Can you repeat all of these rows with every "mask" swapped for "segmentation", keeping everything else the same and omitting the pictures?

## RECORD EXCERPTS:
---

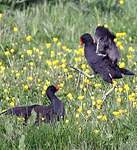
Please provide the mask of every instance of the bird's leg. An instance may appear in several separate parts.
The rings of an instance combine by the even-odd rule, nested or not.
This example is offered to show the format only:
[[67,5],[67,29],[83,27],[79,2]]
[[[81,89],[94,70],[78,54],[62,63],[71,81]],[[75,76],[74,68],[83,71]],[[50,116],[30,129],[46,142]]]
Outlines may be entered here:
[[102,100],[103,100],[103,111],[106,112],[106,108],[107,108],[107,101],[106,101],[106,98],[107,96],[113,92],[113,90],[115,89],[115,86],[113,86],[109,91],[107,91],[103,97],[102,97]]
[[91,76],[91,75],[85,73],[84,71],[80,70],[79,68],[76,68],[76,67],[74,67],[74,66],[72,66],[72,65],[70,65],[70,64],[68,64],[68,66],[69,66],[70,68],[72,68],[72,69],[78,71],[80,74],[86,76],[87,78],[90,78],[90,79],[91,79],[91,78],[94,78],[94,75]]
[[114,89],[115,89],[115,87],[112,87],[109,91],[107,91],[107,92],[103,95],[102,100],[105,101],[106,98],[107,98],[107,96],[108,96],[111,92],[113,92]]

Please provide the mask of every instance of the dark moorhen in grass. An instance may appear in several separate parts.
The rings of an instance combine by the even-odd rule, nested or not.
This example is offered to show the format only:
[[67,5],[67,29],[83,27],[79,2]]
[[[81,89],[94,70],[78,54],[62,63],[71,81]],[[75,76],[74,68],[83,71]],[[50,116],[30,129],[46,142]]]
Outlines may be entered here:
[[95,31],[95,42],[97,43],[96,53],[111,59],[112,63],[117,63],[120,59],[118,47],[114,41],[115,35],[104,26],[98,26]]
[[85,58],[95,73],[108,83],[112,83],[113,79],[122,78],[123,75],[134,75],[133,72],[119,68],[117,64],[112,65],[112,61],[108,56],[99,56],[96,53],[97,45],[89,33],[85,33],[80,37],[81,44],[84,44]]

---

## IN RESPONSE:
Please provide the segmentation of every instance of the bird's leg. An instance may appear in several separate parts.
The rings of an instance combine by the even-odd rule, nested or not.
This example is offered to show the format only:
[[67,5],[67,29],[83,27],[79,2]]
[[[81,89],[94,70],[78,54],[62,63],[71,81]],[[75,76],[74,68],[83,71]],[[50,116],[30,129],[46,142]]]
Outlines may be entered here:
[[102,100],[103,100],[103,111],[106,112],[106,108],[107,108],[107,101],[106,101],[106,98],[107,96],[113,92],[113,90],[115,89],[115,86],[113,86],[109,91],[107,91],[103,97],[102,97]]
[[91,76],[91,75],[85,73],[84,71],[80,70],[79,68],[76,68],[76,67],[74,67],[74,66],[72,66],[72,65],[70,65],[70,64],[68,64],[68,66],[69,66],[70,68],[72,68],[72,69],[78,71],[80,74],[86,76],[87,78],[90,78],[90,79],[91,79],[91,78],[94,78],[94,75]]
[[114,89],[115,89],[115,87],[112,87],[109,91],[107,91],[107,92],[103,95],[102,100],[105,101],[106,98],[107,98],[107,96],[108,96],[111,92],[113,92]]

Please provide the segmentation of every instance of the dark moorhen in grass. An instance may appear in several separate parts.
The rings of an instance combine by the even-odd rule, nested or not.
This example is offered to show the format only:
[[67,5],[67,29],[83,27],[79,2]]
[[[81,89],[94,70],[78,54],[62,63],[71,81]],[[75,76],[74,68],[83,71]],[[50,116],[30,129],[46,142]]]
Outlines may be entered here:
[[95,31],[95,42],[97,43],[96,53],[111,59],[112,63],[117,63],[120,59],[118,47],[114,41],[115,35],[104,26],[98,26]]
[[85,58],[95,73],[108,83],[112,83],[113,79],[122,78],[123,75],[134,75],[133,72],[119,68],[117,64],[112,65],[112,61],[108,56],[99,56],[96,53],[97,45],[89,33],[85,33],[80,37],[81,44],[84,44]]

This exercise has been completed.